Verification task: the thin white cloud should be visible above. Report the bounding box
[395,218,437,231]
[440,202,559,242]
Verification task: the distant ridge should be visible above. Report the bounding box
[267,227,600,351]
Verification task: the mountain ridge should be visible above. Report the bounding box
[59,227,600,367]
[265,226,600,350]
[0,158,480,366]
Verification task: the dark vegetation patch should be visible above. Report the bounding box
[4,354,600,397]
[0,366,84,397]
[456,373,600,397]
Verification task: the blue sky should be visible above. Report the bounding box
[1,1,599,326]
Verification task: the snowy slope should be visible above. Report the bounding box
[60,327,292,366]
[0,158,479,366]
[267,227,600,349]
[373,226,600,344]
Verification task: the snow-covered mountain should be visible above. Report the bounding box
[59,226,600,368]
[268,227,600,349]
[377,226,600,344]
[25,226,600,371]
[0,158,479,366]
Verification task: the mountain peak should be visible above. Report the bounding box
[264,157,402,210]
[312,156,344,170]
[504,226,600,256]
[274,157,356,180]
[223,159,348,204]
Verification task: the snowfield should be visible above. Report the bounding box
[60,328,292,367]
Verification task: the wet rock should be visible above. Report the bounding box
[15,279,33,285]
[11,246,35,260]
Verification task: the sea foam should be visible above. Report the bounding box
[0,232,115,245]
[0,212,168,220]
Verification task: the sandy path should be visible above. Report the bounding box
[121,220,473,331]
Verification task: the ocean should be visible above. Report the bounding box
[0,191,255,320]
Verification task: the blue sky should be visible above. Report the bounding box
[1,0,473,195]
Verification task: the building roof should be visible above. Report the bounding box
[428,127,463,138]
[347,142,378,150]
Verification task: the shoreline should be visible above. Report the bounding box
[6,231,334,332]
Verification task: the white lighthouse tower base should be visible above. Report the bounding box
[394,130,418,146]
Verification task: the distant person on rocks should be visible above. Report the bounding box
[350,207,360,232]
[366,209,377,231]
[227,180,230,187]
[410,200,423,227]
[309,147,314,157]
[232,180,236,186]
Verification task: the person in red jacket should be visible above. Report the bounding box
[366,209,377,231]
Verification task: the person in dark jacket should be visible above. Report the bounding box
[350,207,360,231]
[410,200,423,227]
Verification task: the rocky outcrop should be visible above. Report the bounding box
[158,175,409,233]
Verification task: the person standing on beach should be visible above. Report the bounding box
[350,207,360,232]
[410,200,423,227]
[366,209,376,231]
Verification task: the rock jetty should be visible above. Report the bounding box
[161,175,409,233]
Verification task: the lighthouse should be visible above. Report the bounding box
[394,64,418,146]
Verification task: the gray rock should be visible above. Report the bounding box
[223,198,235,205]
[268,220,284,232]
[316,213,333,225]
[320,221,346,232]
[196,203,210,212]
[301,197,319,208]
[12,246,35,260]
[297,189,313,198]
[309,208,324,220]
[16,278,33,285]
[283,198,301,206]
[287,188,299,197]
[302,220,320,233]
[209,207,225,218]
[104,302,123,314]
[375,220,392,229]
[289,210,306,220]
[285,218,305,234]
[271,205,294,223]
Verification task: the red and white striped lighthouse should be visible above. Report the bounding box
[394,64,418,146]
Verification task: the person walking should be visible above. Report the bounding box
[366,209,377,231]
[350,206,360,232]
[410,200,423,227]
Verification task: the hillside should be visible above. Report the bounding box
______
Each line of the listing should be printed again, exactly.

## YOUR RESPONSE
Verification task: the thin white cloud should be visible above. Report the bounding box
[395,218,437,231]
[440,202,559,242]
Verification task: the distant ridge should be visible above. Report the bounding box
[267,227,600,351]
Verification task: the mountain ridge should be visible above. Report the bounding box
[59,227,600,367]
[265,226,600,350]
[0,158,480,366]
Verification task: the dark vegetation patch should be visible above. Report the bounding box
[4,354,600,397]
[0,366,84,397]
[456,373,600,397]
Verification task: the blue sky should be visible above. Report the bounding box
[1,1,599,326]
Verification task: the snowy slope should be visible above. Report the bounding box
[60,327,292,366]
[0,158,479,366]
[267,227,600,349]
[373,226,600,344]
Verification task: the snow-covered mountain should be visible above. Report the bounding box
[59,226,600,368]
[268,227,600,349]
[377,226,600,344]
[25,226,600,371]
[0,158,479,366]
Verification task: the mountain peak should be visible above. Report the bounding box
[264,157,402,210]
[312,156,344,170]
[504,226,600,256]
[274,157,356,180]
[223,159,348,204]
Verification task: the snowfield should be visible above. Report the bounding box
[60,328,292,367]
Verification task: the wet rock should be visible above. Report the bounding box
[15,279,33,285]
[11,246,35,260]
Verification task: the sea foam should be visible above. Report the bounding box
[0,232,115,245]
[0,212,168,220]
Verification task: the sandy path should be visible above. Report the bounding box
[121,220,473,331]
Verification task: the ocean should be visible above. Report the bounding box
[0,191,255,320]
Verification task: the blue sky should be visible above. Report the bounding box
[1,0,473,195]
Verification task: the building roof should be visible above. Report the bounding box
[428,127,463,138]
[347,142,378,150]
Verification task: the shoreline should be visible above. Report the bounding box
[6,231,334,332]
Verification task: the white lighthouse tower base should be visible above. Report the bounding box
[394,130,418,146]
Verification task: the distant person on rocks should be visible above. Report the bounding box
[350,207,360,232]
[366,209,377,231]
[227,180,230,187]
[410,200,423,227]
[309,147,314,157]
[232,180,236,186]
Verification task: the person in red jacket should be visible above. Report the bounding box
[366,209,377,231]
Verification task: the person in dark jacket should be visible above. Report the bounding box
[350,207,360,231]
[410,200,423,227]
Verification task: the rocky outcrop should be visible above. Report the bounding box
[158,175,409,233]
Verification task: the person standing on beach should be visible above. Report the bounding box
[350,207,360,232]
[410,200,423,227]
[366,209,376,231]
Verification task: the rock jetty should be visible above. Report the bounding box
[161,175,409,233]
Verification task: the lighthouse should be visible above. Report the bounding box
[394,64,418,146]
Verification task: the gray rock should be visible above. Report the bounding box
[223,198,235,205]
[268,220,284,232]
[316,213,333,225]
[320,221,346,232]
[196,203,210,212]
[301,197,319,208]
[12,246,35,260]
[297,189,313,198]
[309,208,324,220]
[16,278,33,285]
[283,198,301,206]
[287,188,299,197]
[302,220,320,233]
[209,207,225,218]
[104,302,123,314]
[375,220,392,229]
[289,210,306,220]
[285,218,305,234]
[271,205,294,223]
Verification task: the red and white striped lighthouse should be visible above. Report the bounding box
[394,64,418,146]
Verification task: the person walking should be visible above. Report the bounding box
[366,209,377,231]
[350,206,360,232]
[410,200,423,227]
Verification task: the hillside should be visible above. Report the bounding box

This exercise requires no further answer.